AIM: Can you reproduce every line between the line holding "In this exercise you will locate the boy in dark" and the line holding "point(487, 316)", inclusive, with only the answer points changed: each x and y coordinate shifted up by 68, and no other lines?

RECORDED INFORMATION start

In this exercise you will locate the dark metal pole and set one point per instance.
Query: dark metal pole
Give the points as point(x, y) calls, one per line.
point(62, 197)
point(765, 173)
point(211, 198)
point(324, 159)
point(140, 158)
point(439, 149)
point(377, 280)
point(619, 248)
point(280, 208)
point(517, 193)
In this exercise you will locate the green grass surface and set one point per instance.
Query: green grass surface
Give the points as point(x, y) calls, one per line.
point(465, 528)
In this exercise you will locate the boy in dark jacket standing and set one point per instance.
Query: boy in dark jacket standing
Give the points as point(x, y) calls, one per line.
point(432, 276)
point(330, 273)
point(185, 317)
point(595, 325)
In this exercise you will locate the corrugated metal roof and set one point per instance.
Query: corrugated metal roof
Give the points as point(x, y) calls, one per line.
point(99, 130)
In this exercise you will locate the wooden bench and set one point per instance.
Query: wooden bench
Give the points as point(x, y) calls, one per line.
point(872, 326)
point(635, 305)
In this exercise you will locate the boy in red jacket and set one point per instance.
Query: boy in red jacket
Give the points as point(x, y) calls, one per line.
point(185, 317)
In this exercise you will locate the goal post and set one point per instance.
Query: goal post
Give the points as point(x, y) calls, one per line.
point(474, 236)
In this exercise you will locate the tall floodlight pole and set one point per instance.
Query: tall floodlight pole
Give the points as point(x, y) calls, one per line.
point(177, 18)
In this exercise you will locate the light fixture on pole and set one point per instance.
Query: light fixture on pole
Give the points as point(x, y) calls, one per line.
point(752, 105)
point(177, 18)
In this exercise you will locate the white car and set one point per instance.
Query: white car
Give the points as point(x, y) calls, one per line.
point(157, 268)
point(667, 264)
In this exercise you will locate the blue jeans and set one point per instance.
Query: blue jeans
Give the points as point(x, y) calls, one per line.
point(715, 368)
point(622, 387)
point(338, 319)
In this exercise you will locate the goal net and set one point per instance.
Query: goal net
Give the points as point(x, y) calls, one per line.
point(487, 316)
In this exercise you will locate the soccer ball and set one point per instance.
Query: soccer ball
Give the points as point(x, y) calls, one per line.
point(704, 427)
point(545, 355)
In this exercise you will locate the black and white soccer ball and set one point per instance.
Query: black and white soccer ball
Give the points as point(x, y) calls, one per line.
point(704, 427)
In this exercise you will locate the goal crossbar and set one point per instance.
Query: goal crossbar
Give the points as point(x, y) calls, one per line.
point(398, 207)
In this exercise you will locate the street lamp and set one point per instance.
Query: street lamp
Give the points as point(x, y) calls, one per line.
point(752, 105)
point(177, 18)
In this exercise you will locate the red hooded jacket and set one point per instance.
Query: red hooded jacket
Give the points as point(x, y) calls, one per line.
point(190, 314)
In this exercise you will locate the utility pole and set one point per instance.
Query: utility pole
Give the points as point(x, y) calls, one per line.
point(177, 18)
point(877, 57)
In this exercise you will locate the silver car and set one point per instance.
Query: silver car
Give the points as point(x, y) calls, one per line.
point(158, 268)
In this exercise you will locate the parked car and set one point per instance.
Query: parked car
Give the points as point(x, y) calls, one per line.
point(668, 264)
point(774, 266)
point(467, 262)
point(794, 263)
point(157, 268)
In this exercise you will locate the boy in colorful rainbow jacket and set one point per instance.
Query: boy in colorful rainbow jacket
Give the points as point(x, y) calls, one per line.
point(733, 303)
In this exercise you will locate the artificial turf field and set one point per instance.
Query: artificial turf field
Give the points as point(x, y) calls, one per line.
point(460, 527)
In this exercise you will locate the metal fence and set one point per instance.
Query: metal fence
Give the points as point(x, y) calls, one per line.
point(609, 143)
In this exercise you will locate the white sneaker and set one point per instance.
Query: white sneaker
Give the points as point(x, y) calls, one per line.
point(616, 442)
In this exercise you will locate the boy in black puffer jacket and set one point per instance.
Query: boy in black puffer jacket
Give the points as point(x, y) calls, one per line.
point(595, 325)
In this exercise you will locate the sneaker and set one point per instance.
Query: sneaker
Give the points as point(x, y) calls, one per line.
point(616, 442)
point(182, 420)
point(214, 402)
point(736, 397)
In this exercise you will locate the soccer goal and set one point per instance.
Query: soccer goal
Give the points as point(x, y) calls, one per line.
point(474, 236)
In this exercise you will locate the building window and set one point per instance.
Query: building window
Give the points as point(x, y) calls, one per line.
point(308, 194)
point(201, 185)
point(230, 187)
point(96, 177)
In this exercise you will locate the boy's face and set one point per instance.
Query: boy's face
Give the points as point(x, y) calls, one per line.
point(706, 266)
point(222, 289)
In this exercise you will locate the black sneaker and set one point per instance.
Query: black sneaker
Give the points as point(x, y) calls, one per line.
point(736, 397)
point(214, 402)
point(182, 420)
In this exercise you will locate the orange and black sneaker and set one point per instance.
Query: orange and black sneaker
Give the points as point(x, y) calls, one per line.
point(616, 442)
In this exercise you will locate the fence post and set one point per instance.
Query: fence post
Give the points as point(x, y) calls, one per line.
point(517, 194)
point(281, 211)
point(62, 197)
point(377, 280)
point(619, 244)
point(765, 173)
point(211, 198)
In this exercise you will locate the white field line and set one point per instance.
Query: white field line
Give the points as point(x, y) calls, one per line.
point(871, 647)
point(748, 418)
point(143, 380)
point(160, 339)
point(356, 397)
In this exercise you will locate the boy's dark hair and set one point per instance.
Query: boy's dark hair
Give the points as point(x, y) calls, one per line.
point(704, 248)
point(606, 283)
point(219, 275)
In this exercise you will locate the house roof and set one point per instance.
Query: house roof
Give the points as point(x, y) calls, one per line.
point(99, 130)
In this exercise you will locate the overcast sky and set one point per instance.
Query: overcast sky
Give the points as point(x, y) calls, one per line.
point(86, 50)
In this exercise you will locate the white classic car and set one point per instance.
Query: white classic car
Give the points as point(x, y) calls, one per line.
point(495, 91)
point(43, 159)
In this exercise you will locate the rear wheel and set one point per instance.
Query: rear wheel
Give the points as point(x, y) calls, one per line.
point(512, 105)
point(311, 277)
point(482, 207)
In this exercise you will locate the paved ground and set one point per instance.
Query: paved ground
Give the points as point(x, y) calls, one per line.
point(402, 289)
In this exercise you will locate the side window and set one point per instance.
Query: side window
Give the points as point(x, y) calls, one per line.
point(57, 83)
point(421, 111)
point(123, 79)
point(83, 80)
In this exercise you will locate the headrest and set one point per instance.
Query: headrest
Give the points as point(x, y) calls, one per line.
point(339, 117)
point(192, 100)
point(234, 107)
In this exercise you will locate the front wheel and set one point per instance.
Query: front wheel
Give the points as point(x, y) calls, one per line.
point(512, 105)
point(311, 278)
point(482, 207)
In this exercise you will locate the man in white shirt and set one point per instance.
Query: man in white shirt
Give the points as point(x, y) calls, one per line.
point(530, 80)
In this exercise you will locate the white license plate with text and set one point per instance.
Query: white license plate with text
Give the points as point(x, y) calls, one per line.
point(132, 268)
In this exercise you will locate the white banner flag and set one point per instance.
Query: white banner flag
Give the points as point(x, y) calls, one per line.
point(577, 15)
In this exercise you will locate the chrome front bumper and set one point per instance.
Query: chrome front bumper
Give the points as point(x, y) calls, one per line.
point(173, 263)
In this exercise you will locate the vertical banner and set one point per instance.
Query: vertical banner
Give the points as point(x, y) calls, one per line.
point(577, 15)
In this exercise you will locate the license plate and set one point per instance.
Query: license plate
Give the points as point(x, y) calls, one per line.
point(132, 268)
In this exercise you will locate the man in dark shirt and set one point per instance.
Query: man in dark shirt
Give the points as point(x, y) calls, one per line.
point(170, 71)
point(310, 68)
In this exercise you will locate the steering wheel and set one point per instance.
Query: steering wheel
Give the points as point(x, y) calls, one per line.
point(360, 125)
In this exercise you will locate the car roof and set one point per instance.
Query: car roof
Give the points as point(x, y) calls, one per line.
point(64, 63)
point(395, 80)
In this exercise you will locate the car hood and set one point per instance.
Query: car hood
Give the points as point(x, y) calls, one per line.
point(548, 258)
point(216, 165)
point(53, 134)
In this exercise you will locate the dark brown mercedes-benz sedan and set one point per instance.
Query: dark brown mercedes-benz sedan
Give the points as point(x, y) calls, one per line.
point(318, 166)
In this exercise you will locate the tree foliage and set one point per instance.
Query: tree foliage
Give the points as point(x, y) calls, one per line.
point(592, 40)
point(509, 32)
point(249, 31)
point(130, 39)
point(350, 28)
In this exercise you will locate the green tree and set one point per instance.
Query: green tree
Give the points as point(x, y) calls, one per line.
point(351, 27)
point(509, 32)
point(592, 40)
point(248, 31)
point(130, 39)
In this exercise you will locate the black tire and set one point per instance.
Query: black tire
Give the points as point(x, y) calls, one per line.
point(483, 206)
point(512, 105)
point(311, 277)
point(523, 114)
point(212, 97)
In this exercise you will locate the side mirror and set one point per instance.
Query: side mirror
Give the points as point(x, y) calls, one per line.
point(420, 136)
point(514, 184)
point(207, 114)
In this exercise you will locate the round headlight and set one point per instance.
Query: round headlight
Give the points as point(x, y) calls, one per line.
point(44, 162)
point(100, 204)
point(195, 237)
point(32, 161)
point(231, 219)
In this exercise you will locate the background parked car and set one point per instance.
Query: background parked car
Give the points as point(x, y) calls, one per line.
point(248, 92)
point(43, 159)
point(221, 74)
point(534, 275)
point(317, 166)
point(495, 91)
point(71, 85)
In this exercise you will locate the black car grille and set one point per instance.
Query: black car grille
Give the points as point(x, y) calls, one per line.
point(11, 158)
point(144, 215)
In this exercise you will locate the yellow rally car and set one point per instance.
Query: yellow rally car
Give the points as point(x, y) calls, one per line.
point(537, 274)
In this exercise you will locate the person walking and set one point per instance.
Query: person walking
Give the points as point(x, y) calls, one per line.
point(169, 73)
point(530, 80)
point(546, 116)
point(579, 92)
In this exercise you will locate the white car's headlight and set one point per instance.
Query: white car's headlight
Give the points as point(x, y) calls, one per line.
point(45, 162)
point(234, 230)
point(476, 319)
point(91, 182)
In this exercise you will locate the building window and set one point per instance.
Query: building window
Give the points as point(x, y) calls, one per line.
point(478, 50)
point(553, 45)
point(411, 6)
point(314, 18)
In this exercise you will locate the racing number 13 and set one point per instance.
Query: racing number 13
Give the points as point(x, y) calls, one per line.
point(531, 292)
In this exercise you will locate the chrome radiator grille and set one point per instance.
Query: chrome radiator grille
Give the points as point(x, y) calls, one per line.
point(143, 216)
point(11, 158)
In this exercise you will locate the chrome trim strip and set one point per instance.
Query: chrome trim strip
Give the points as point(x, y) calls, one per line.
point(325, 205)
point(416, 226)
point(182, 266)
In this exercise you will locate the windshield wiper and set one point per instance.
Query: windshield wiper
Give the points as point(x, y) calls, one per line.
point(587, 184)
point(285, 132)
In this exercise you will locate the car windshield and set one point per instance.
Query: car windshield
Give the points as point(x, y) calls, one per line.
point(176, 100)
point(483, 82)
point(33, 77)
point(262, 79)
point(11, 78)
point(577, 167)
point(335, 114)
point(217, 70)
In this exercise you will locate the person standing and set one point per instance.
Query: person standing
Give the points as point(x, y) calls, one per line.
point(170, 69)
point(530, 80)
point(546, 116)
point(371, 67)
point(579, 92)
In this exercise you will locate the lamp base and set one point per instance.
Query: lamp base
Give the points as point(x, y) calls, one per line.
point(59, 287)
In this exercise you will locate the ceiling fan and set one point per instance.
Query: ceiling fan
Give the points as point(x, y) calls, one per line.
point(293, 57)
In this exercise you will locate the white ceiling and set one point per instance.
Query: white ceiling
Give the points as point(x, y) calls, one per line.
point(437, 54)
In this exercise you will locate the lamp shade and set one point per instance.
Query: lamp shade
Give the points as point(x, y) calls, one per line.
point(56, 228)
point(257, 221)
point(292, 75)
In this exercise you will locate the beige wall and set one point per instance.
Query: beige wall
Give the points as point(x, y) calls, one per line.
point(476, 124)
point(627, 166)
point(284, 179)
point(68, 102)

RECORDED INFORMATION end

ANSWER TO THE PROBLEM:
In this exercise you will locate the boy in dark jacket standing and set one point per instance.
Query: boy in dark jacket standing
Give the points as point(x, y) calls, one per line.
point(500, 344)
point(398, 341)
point(253, 385)
point(663, 393)
In this exercise you will locate the corrugated metal roof and set one point per instance.
Query: corrugated metal roof
Give the points as point(x, y) calls, one per line.
point(167, 198)
In this exercise you will locate the wooden bench and set one point per instance.
Query: wooden bench
Give the points as point(x, y) calls, one per line.
point(940, 394)
point(703, 373)
In this exercise you will locate the boy in red jacket and set one point per instance.
Query: boy in red jacket
Give the points as point(x, y) calls, one per line.
point(253, 385)
In this exercise you will locate the goal post and set one point per instance.
Query: goal post
Give the points as point(x, y) calls, one per line.
point(542, 304)
In this exercise you will locate the tall floodlight pole and set one point per instance.
Query: tall floodlight pole
Give the points as point(x, y) calls, one per line.
point(245, 86)
In this exercise you will locate the light fixture on pole and set one point per instance.
Query: light fixture on pole
Give the points as point(x, y) calls, one per line.
point(820, 173)
point(245, 86)
In this exercise you will locate the white car and set one point per instance.
Query: white car
Give the points as point(x, y) calls, one per line.
point(225, 336)
point(735, 332)
In this exercise you will locate the blue jeans and set one point per instance.
Query: blue jeans
Give the points as point(x, y) calls, one per line.
point(783, 436)
point(690, 455)
point(406, 387)
In this exercise you will locate the goal net and set one point per instance.
Query: goal net
Give the points as point(x, y) calls, one per line.
point(555, 384)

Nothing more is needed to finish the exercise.